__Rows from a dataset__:
_ _ _ _ _

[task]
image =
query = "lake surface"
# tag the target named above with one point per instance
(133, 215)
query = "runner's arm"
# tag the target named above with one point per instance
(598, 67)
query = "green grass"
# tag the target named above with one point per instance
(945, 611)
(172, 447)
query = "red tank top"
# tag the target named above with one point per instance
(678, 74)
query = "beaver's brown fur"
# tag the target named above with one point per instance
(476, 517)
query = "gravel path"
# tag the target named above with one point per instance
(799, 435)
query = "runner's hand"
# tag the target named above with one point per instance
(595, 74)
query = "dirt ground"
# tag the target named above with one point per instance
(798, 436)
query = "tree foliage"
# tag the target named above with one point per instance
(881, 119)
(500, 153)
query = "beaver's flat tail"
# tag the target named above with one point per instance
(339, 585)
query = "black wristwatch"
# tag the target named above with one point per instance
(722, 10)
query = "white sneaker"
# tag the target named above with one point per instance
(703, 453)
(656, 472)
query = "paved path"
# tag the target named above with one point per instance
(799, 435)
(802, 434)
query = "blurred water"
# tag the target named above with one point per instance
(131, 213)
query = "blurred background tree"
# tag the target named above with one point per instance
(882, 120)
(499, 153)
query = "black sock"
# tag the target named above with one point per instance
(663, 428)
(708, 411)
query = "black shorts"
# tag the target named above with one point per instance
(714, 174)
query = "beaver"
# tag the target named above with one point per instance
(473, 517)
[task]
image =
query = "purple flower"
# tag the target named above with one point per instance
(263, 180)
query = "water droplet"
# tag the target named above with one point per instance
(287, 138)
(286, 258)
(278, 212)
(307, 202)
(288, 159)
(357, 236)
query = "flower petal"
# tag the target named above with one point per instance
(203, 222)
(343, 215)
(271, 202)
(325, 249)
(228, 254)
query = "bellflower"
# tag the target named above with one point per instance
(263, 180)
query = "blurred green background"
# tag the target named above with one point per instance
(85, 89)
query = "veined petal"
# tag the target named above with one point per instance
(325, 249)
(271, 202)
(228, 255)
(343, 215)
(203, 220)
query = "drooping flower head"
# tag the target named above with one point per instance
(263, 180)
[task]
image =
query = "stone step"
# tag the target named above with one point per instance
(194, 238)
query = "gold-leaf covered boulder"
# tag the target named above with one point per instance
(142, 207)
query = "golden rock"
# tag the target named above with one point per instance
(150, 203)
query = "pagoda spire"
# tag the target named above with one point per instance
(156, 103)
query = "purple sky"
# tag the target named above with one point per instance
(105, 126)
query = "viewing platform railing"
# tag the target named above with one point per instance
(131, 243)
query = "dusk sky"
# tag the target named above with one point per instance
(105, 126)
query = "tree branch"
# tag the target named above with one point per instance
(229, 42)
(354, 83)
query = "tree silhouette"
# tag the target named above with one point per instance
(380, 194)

_ _ _ _ _

__Objective__:
Repeat each record in full; every line must match exactly.

__Exercise response__:
[task]
image =
query = "lake surface"
# tag the target named above with one point per instance
(133, 215)
query = "runner's arm"
# tag the target named above with one point per instance
(598, 67)
query = "green grass"
# tag the target named above with one point per instance
(945, 611)
(172, 447)
query = "red tank top"
# tag the target named above with one point per instance
(678, 74)
query = "beaver's brown fur"
# tag the target named above with one point per instance
(476, 517)
query = "gravel path"
# tag the target named above with one point per instance
(799, 435)
query = "runner's hand"
# tag the target named above with one point per instance
(595, 74)
query = "dirt ground"
# tag the target named above with one point per instance
(798, 436)
query = "tree foliage"
# tag the target named above with one point per instance
(881, 119)
(500, 153)
query = "beaver's flat tail"
# tag the target named above with one point per instance
(339, 585)
query = "black wristwatch"
# tag the target named above with one point per instance
(722, 10)
query = "white sneaker"
# tag the target named above with one point per instance
(703, 453)
(656, 472)
query = "paved path"
# tag the target named above with one point per instance
(799, 435)
(802, 434)
query = "blurred water"
# tag the target named above with one point per instance
(131, 213)
query = "blurred background tree"
# tag the target named above with one point per instance
(882, 120)
(499, 153)
query = "black sock"
# tag the target named above with one point per instance
(663, 428)
(708, 411)
query = "black shorts"
# tag the target named above with one point per instance
(714, 174)
query = "beaver"
# tag the target named above with one point per instance
(473, 517)
[task]
image =
query = "purple flower"
# tag the target named above with one point per instance
(263, 180)
query = "water droplet"
# tag the target named above with one point per instance
(287, 138)
(286, 258)
(278, 212)
(307, 202)
(288, 159)
(357, 236)
query = "flower petal"
# tag the target named above with one point per instance
(203, 222)
(343, 215)
(271, 202)
(325, 249)
(228, 254)
query = "bellflower"
# tag the target named above with one point per instance
(263, 180)
query = "blurred green background"
# tag the target named above with one point per instance
(85, 89)
query = "veined petal"
# tag the target named above with one point per instance
(325, 249)
(271, 202)
(228, 255)
(343, 215)
(203, 220)
query = "drooping flower head"
# tag the target named above with one point per instance
(263, 180)
[task]
image =
query = "stone step"
# tag the target named above with one point per instance
(194, 238)
query = "gold-leaf covered boulder"
# tag the target named above with one point per instance
(142, 207)
query = "golden rock"
# tag the target named above with one point per instance
(150, 203)
query = "pagoda spire"
# tag the target named above with one point per instance
(156, 103)
query = "purple sky"
# tag the target named above with one point per instance
(105, 126)
query = "viewing platform railing"
# tag the target named above with one point per instance
(131, 243)
query = "dusk sky"
# tag the target named above with one point per instance
(105, 126)
query = "tree branch"
# tag the target named above with one point per instance
(229, 42)
(354, 83)
query = "tree silhouette"
# tag the target named above with one point per instance
(380, 194)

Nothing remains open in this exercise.